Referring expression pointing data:
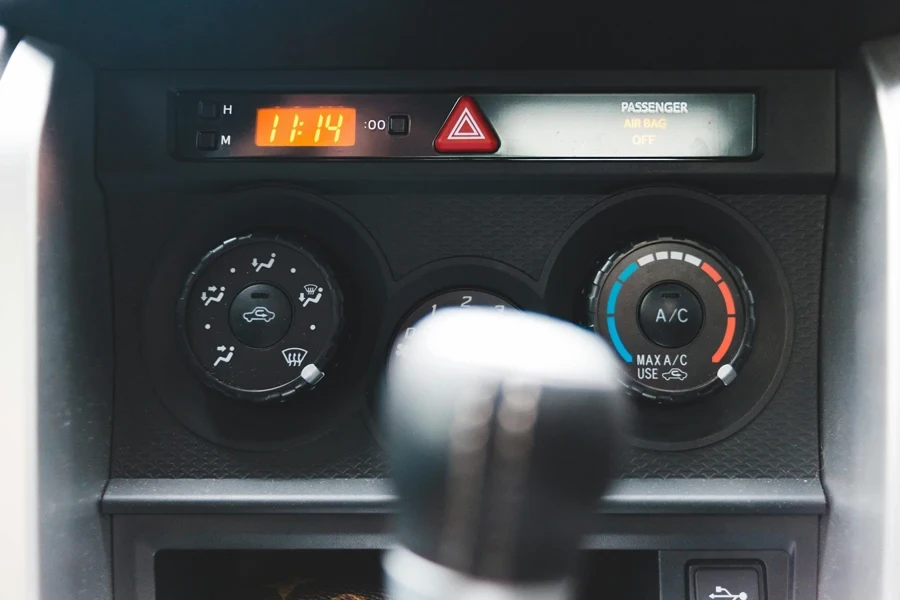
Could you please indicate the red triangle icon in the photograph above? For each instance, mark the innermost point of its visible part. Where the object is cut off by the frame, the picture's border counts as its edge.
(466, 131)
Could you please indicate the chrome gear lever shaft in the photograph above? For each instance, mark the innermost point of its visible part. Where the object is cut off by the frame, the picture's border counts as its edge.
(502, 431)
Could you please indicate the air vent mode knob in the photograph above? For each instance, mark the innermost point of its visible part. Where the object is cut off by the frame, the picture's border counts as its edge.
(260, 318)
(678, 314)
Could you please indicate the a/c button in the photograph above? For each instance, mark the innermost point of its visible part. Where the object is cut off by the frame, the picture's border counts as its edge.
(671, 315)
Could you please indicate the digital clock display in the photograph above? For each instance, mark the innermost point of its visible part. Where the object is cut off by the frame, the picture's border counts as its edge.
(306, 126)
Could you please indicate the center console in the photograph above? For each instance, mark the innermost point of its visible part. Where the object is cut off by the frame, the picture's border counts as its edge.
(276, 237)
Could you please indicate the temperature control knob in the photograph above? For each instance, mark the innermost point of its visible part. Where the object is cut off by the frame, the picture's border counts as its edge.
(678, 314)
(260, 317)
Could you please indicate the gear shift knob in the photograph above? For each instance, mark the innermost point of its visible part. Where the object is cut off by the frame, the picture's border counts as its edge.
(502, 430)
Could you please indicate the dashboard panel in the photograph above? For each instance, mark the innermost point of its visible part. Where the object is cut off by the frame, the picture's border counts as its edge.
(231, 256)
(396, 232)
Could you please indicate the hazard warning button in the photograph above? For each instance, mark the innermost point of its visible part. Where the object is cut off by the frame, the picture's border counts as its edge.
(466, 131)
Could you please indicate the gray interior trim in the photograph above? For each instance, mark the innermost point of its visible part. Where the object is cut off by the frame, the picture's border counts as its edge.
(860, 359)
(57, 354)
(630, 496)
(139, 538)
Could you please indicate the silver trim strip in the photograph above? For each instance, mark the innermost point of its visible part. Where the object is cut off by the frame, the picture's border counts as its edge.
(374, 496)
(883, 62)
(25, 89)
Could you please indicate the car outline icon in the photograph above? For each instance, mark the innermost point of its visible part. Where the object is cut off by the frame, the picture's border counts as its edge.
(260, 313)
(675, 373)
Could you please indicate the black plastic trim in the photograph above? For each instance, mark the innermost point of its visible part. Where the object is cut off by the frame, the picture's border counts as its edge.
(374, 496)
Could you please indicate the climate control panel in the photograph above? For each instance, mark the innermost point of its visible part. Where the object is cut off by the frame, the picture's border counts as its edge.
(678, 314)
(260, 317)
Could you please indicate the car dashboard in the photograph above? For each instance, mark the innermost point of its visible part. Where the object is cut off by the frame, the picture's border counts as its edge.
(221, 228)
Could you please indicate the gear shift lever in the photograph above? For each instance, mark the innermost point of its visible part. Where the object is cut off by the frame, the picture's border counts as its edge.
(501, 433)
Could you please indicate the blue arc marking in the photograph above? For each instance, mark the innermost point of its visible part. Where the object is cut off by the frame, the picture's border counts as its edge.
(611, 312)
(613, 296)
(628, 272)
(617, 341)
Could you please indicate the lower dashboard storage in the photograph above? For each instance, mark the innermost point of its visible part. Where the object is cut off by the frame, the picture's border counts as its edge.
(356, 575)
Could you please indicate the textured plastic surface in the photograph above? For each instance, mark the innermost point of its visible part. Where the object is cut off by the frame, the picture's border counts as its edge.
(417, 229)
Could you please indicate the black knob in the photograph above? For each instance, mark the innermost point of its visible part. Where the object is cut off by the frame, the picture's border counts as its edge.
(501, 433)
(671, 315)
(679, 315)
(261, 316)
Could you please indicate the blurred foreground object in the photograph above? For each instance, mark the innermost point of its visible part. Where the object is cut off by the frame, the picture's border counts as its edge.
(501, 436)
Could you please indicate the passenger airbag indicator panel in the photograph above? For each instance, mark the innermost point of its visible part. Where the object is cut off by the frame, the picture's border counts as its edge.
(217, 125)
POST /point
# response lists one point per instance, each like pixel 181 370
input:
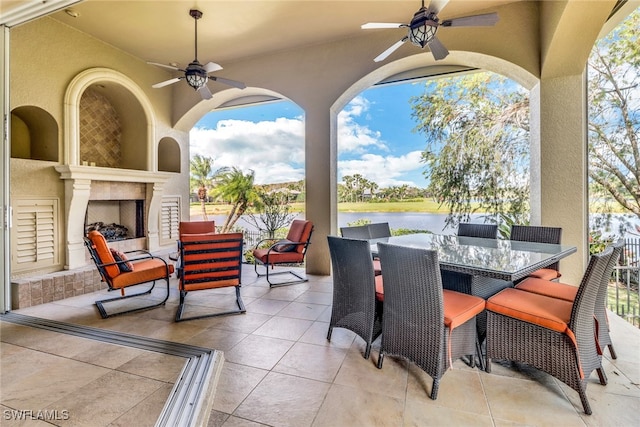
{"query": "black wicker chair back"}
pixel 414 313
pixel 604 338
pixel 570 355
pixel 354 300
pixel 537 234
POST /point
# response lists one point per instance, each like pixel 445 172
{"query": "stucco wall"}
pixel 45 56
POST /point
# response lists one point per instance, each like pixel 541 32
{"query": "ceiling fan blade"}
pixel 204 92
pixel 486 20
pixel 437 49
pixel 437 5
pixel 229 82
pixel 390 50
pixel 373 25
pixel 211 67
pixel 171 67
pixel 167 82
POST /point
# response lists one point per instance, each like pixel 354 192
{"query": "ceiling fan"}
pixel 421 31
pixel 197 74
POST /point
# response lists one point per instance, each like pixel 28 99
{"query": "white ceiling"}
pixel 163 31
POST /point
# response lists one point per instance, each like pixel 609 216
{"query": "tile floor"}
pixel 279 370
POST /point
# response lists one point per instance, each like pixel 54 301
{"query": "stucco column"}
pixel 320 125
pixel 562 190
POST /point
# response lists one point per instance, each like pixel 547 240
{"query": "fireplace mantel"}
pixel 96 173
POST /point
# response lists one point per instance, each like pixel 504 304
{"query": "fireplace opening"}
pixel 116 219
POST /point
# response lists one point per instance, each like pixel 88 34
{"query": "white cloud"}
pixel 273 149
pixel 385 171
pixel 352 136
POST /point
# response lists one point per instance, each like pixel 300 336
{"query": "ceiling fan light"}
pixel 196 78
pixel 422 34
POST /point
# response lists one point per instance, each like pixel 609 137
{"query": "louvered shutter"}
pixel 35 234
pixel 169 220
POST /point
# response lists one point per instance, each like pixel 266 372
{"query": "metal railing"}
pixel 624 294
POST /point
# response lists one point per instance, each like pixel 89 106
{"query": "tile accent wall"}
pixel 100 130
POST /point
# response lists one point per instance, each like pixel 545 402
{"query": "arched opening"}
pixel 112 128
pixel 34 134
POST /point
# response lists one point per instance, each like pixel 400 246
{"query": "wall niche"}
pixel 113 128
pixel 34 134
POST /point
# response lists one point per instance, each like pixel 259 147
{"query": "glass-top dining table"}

...

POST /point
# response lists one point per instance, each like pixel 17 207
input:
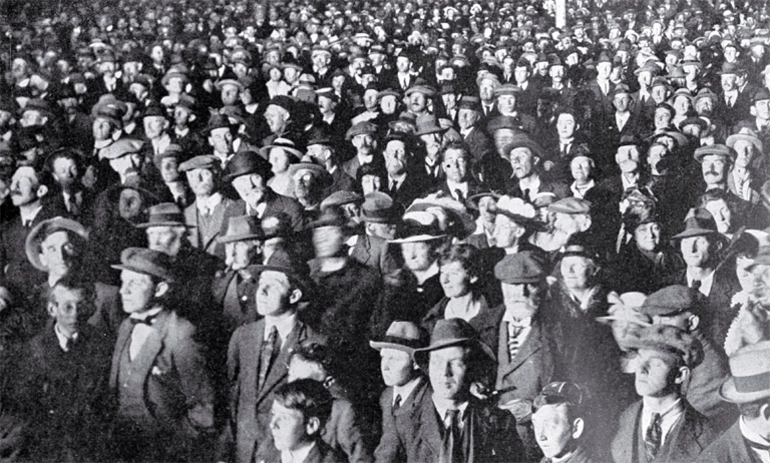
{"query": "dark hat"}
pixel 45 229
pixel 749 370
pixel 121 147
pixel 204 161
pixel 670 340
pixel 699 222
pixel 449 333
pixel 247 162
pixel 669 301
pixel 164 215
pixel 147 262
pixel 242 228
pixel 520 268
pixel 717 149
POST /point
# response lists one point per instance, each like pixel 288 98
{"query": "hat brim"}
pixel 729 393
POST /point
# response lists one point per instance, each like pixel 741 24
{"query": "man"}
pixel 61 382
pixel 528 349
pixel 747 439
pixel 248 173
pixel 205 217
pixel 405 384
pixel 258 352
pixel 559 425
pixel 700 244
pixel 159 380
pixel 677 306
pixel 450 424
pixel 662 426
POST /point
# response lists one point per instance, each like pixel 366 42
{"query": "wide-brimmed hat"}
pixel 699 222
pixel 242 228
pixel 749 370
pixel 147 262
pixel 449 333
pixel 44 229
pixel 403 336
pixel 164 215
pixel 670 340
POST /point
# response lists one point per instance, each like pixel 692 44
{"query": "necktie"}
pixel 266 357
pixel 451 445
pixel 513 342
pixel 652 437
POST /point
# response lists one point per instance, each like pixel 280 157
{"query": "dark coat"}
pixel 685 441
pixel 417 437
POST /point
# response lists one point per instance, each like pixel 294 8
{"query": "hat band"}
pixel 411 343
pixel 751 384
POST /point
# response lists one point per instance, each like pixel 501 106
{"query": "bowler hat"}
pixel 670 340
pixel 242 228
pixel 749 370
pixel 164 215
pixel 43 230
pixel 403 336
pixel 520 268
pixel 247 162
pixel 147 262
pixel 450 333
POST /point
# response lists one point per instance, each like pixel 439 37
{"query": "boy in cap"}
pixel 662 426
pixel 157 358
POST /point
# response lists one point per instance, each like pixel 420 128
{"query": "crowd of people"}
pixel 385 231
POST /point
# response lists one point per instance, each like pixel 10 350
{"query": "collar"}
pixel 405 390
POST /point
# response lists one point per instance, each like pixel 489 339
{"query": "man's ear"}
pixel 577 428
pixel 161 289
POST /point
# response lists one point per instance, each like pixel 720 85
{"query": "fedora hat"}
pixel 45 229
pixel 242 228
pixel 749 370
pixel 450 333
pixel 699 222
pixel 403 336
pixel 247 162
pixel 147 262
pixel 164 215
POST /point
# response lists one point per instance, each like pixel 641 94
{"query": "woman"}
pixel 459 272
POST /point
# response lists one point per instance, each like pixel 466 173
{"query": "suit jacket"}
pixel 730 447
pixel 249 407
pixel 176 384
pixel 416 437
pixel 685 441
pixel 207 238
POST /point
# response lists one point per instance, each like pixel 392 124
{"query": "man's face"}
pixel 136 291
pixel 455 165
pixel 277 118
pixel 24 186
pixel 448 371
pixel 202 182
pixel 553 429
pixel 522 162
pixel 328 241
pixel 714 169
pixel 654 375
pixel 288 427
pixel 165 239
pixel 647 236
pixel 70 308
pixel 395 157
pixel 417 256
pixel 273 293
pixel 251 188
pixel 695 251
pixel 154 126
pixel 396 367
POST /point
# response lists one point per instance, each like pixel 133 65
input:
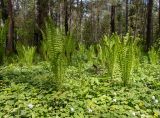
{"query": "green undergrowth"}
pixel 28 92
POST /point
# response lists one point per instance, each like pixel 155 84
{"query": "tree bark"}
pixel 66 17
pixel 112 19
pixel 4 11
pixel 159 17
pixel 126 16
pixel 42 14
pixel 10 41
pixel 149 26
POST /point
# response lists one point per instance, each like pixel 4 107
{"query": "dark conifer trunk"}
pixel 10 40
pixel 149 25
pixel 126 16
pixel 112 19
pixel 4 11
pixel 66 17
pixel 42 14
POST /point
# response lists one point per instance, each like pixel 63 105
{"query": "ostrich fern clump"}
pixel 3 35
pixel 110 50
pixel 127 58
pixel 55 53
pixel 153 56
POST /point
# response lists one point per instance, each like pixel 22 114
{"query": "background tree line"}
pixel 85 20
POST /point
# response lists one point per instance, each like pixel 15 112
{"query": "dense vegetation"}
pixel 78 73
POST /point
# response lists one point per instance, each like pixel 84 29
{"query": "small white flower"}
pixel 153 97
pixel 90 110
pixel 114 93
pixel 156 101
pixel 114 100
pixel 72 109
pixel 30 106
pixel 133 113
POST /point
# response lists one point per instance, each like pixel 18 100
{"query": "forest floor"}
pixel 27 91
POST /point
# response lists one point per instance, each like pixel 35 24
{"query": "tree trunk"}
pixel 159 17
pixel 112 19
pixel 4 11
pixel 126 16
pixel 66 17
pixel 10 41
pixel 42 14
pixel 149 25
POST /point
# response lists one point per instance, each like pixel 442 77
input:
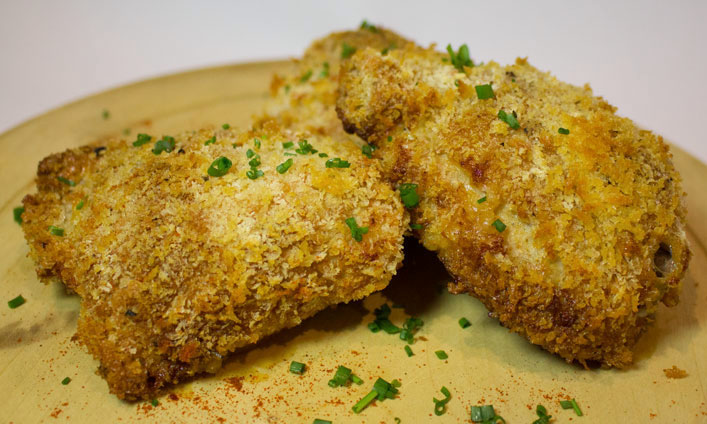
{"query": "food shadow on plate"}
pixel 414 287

...

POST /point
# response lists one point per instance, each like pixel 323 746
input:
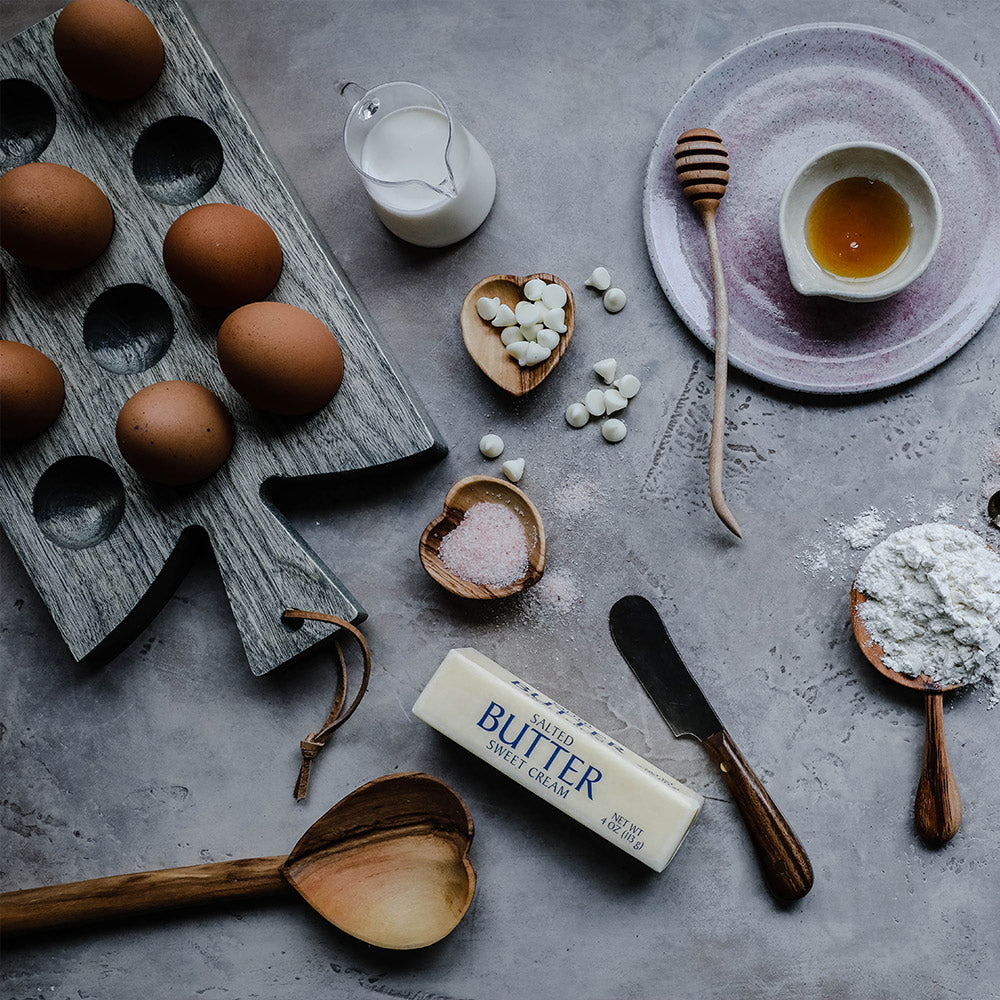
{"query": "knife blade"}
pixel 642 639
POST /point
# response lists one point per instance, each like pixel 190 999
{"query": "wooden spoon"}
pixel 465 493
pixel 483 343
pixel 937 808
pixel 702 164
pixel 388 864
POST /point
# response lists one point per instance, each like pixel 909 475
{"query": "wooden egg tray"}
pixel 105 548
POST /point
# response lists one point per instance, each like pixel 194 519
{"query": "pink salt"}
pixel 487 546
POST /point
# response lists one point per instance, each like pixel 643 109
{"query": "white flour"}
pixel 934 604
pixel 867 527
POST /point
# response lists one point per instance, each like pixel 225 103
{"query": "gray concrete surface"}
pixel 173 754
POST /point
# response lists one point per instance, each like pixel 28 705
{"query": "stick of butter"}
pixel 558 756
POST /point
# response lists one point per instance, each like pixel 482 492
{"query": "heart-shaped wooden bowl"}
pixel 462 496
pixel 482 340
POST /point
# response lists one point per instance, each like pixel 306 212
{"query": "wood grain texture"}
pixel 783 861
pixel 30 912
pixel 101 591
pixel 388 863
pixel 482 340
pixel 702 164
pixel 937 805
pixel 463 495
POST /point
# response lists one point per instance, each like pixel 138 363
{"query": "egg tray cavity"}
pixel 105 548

- **What to work on**:
Would you print, exactly as written, every line above from the one holding "# response lists one point per instance, each like pixel 720" through the one holding "# response lists one point per instance, each like pixel 392", with both included and no other lines?

- **Solution below**:
# response lists one point per instance, each like pixel 720 85
{"query": "fedora hat"}
pixel 45 229
pixel 242 228
pixel 749 370
pixel 450 333
pixel 699 222
pixel 403 336
pixel 247 162
pixel 147 262
pixel 164 215
POST /point
# response lists one point per instance, each like pixel 641 94
{"query": "woman"}
pixel 459 272
POST /point
# response lists one point per instance, each like pixel 466 173
{"query": "suit jacket"}
pixel 730 447
pixel 249 407
pixel 176 384
pixel 416 437
pixel 685 441
pixel 207 238
POST /point
# response lists one point per instance, each like pixel 392 124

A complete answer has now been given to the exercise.